-- Work to complete --
1: According to the passage on Jimi Hendrix's recordings, in what year did the Hendrix family regain control of his recorded legacy?
2: From the passage on Jimi Hendrix's recordings, quote the stretch from "The many posthumously" through "down on tape.".
BEGIN Document section
The many posthumously released albums of Hendrix’s live and studio recordings—too numerous to list here—illustrate his versatility and boundless facility as a guitarist, his eagerness to expand his songwriting into R&B, blues, and beyond, and his growing confidence as a singer. We can never be certain, though, what he might have intended the studio recordings to sound like in their finished form. Hendrix played compulsively, a guitar almost always in his hands. He recorded the same way, eager to get his ideas down on tape.

The three studio albums he completed, along with The Cry of Love and First Rays of the New Rising Sun, are the essential Hendrix. First Rays was the first collection to be released after the Hendrix family regained control of Hendrix’s recorded legacy in 1995. All the studio collections that follow contain examples of his genius, but they often feel unfinished. Of the live albums, Band of Gypsys (1970), Live at Monterey (2007), and Live at Winterland (1987) stand out, and the many others are, to varying degrees, well worth hearing.

First Rays of the New Rising Sun

Jimi Hendrix was such a unique and visionary musician that even now, 50 years after his death, it’s hard to fully explain him. His many biographies describe his affection for the blues and R&B, and David Henderson’s ’Scuse Me While I Kiss the Sky contains hints from Hendrix’s father that his son probably heard the great jazz guitarist Charlie Christian when he was growing up. Part of Hendrix’s skill came from constant playing. The guitar gave him respite from a childhood that was unhappy, even by the standards one might expect of an African American growing up in Seattle in the ’40s and ’50s.
END Document section
BEGIN Data excerpts
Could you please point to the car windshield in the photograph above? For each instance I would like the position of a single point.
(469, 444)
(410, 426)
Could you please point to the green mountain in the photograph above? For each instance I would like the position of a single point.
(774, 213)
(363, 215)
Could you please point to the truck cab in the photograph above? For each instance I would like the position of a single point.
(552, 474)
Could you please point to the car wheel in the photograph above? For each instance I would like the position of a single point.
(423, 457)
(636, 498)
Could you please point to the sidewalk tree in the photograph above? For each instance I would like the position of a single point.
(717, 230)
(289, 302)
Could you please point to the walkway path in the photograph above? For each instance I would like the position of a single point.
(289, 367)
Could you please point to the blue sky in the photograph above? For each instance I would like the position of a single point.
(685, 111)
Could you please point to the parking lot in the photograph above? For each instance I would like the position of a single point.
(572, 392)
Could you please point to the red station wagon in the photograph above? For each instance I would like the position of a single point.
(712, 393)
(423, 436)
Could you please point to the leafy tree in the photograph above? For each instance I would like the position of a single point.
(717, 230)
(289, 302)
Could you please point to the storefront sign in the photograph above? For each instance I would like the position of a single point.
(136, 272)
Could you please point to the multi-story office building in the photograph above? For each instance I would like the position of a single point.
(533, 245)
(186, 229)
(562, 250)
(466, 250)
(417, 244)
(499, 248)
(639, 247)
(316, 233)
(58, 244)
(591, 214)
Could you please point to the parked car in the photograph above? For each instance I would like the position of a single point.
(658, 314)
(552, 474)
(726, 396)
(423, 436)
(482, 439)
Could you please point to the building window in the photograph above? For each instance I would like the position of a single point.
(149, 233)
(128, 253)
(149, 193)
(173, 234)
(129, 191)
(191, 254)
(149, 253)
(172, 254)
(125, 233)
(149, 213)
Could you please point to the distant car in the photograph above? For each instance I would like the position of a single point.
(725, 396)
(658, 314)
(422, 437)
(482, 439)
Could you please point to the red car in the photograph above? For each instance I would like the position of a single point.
END Data excerpts
-- Responses per task --
1: 1995

2:
The many posthumously released albums of Hendrix’s live and studio recordings—too numerous to list here—illustrate his versatility and boundless facility as a guitarist, his eagerness to expand his songwriting into R&B, blues, and beyond, and his growing confidence as a singer. We can never be certain, though, what he might have intended the studio recordings to sound like in their finished form. Hendrix played compulsively, a guitar almost always in his hands. He recorded the same way, eager to get his ideas down on tape.